## [ASSIGNMENT]
For this exercise, please find the lines in the entries that include the word "road" and copy them.
**** RAW DATA
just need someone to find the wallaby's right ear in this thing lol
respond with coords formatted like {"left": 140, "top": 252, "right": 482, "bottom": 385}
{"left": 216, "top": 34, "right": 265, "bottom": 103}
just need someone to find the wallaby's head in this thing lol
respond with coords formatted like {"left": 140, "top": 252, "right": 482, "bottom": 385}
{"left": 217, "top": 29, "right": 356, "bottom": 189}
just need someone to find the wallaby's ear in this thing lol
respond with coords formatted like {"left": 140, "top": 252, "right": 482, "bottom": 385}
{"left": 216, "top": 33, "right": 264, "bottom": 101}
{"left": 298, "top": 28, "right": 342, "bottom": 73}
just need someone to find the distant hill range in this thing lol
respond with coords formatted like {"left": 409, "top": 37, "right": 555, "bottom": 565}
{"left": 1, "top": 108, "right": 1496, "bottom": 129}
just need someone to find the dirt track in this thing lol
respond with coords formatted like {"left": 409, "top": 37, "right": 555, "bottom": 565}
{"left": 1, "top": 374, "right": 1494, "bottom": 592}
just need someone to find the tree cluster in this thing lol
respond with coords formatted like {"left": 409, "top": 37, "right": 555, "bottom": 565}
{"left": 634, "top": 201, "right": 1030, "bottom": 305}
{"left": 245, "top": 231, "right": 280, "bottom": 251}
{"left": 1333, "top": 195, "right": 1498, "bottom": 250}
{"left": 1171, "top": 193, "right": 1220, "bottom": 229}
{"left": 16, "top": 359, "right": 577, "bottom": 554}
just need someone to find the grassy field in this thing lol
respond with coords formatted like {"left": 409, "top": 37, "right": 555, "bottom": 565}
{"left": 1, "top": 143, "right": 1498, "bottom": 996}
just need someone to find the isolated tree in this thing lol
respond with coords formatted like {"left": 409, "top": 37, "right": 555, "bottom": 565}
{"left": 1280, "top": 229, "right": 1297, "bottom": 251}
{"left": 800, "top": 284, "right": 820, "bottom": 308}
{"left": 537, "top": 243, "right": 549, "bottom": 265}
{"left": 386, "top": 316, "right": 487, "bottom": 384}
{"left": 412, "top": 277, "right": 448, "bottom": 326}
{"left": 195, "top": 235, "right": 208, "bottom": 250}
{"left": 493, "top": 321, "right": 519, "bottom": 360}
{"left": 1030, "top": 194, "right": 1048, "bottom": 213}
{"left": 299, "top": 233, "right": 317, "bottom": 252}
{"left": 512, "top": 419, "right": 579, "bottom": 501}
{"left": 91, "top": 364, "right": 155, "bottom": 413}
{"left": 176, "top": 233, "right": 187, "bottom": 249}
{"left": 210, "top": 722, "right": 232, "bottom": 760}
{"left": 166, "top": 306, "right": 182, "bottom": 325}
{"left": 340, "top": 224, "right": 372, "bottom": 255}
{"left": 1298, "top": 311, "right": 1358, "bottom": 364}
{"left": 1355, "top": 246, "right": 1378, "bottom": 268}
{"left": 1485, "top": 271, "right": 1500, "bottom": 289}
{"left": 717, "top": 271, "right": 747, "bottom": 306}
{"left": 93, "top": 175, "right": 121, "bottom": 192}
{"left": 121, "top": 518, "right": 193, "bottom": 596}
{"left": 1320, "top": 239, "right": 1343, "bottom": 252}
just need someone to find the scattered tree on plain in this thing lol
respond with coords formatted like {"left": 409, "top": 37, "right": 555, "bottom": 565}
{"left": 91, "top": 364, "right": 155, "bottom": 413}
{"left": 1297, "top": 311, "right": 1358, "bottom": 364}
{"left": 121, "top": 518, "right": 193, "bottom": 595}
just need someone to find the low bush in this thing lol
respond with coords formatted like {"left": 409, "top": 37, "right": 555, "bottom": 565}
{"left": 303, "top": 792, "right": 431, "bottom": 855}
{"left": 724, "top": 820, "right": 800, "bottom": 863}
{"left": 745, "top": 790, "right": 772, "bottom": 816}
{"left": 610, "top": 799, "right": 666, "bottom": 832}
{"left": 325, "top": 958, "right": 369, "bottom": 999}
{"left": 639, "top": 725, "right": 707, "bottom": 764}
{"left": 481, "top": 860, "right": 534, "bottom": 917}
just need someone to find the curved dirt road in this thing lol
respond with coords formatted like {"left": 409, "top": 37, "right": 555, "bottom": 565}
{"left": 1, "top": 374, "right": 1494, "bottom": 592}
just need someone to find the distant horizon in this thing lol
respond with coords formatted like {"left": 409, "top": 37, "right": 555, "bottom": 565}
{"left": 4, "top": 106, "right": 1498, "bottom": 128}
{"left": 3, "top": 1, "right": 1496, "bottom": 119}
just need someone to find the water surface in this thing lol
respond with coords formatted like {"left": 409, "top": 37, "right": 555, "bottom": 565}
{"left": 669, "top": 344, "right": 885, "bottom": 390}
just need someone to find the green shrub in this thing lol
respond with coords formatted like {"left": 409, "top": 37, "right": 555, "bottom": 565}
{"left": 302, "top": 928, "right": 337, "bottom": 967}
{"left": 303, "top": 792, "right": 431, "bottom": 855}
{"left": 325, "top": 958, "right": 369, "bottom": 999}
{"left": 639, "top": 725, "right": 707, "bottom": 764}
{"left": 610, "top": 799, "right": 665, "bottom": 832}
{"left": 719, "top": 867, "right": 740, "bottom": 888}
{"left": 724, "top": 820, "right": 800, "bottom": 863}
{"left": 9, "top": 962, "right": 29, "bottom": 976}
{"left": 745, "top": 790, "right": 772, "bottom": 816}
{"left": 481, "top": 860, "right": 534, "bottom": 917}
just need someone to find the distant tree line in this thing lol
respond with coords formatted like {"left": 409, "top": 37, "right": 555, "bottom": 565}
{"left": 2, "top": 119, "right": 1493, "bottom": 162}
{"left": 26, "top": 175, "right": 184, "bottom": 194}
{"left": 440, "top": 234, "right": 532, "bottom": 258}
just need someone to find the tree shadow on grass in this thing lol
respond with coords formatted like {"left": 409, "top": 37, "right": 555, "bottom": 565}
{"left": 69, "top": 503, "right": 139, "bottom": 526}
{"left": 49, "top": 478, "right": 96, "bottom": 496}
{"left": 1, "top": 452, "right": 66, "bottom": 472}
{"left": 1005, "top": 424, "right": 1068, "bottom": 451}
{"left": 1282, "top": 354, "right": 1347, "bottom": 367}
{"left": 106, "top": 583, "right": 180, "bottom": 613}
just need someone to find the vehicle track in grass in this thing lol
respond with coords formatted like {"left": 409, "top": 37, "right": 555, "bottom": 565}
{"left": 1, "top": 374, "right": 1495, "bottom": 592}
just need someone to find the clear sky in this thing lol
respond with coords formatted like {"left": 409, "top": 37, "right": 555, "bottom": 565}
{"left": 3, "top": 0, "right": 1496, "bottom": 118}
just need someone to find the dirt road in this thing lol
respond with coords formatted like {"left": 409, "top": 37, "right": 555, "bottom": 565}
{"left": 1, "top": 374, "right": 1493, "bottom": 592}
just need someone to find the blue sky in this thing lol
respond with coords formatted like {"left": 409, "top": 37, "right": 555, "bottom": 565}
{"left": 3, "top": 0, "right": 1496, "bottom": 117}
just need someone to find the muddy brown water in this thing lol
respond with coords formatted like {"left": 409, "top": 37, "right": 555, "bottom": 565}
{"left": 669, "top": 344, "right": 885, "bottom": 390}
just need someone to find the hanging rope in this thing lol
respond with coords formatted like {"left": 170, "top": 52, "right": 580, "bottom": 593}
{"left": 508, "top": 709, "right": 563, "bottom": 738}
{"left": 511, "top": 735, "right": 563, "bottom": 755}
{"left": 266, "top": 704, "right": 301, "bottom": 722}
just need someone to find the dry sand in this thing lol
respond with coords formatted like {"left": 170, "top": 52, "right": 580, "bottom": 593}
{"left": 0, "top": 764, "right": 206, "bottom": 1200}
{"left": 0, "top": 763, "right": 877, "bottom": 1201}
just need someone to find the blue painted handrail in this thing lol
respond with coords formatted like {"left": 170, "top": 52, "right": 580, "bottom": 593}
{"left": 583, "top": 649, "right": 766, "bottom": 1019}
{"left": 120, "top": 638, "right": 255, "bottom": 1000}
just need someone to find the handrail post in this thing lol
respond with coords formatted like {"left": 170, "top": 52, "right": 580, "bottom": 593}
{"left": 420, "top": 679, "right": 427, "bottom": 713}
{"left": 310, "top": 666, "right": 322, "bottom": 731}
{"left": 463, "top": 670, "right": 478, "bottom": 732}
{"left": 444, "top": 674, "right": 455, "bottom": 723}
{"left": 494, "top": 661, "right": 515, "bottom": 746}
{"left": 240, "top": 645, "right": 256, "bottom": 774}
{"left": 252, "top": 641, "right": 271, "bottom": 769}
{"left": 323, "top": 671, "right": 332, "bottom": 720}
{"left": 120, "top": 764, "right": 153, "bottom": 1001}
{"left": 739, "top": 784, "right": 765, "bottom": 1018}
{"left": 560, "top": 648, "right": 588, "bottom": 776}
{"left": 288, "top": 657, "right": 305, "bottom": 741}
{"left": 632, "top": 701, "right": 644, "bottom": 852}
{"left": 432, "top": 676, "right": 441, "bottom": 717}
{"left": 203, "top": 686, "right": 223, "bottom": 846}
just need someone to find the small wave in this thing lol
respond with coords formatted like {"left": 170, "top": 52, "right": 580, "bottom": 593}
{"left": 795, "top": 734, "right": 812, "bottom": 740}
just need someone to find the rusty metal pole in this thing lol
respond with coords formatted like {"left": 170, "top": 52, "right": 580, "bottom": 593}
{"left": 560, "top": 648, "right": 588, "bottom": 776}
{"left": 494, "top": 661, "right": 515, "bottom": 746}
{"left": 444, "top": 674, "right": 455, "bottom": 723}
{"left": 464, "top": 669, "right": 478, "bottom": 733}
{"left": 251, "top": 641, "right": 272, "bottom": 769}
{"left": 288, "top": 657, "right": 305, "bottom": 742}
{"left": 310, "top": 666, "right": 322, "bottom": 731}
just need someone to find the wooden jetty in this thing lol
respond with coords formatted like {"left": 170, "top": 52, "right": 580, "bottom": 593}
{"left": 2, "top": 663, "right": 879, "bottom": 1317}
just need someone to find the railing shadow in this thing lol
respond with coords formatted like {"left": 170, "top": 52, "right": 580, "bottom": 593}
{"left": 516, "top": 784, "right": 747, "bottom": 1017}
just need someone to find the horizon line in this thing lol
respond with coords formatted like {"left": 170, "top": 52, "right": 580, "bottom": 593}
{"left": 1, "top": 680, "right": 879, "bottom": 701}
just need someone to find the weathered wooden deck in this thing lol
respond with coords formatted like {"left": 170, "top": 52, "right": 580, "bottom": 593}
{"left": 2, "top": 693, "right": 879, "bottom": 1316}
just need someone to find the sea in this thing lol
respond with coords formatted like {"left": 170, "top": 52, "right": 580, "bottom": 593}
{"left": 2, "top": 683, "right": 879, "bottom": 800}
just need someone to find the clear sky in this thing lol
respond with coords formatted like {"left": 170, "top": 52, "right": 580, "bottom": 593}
********
## [RESPONSE TO THE EXERCISE]
just need someone to find the curved dirt road in this thing lol
just need someone to find the dirt road in this thing lol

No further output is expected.